Finding Anagrams in a given set of words.

Finding Anagrams in a given set of words.

Unread postby shilpa » Sun Aug 01, 2010 11:24 pm

Telephonic - Hyderabad - SDE
Given a set of words, find all the anagrams
shilpa
 
Posts: 136
Joined: Sun Feb 21, 2010 2:20 pm
Karma: 0

Re: Finding Anagrams in a given set of words.

Unread postby powerhorse » Sat Jan 01, 2011 2:12 pm

Insights:
1. anagrams must be of same length.
2. transitivity is exhibited among anagram strings, i.e if A and B are anagrams and B and C are anagrams then A and C are anagrams.

structures used
Code: Select all
typedef struct myDataList
{
   struct myDataList* next;
   struct myDataList* prev;
   string data;

   myDataList()
   {
      next = NULL;
      prev = NULL;
      data = "";
   }
}DataList;

typedef struct myList
{
   struct myList *next;
   DataList *anagramList;
   DataList *dataList;
   size_t length;
   size_t entries;

   myList()
   {
      next = NULL;
      anagramList = NULL;
      dataList = NULL;
      length = 0;
      entries = 0;
   }
}MainList;



anagram logic:
initialize an array of size(Language) to value 0 and
1. increment the array by one whenever a case-insensitive instance of the character occurs in String1
2. decrement the array by one whenever a case-insensitive instance of the character occurs in String2
3.check if the array is still set to 0 everywhere, if so return true else false.

--- GIVEN PROBLEM A ---
Rewrite everything in the forum thread from "Telephonic - Hyderabad" down to "Re: Finding Anagrams in a given set of words.", replacing "Telephonic" with "Onsite".
--- GIVEN PROBLEM B ---
Reproduce all of the records below, requests included, adding 98 to every bounding-box coordinate in the answers.

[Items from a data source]

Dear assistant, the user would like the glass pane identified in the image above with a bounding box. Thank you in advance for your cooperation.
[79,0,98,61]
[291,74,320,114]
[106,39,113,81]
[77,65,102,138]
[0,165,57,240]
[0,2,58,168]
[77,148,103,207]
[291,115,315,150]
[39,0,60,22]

--- RESPONSE A ---
Onsite - Hyderabad - SDE
Given a set of words, find all the anagrams
shilpa
 
Posts: 136
Joined: Sun Feb 21, 2010 2:20 pm
Karma: 0

Re: Finding Anagrams in a given set of words.

--- RESPONSE B ---
Dear assistant, the user would like the glass pane identified in the image above with a bounding box. Thank you in advance for your cooperation.
[177,98,196,159]
[389,172,418,212]
[204,137,211,179]
[175,163,200,236]
[98,263,155,338]
[98,100,156,266]
[175,246,201,305]
[389,213,413,248]
[137,98,158,120]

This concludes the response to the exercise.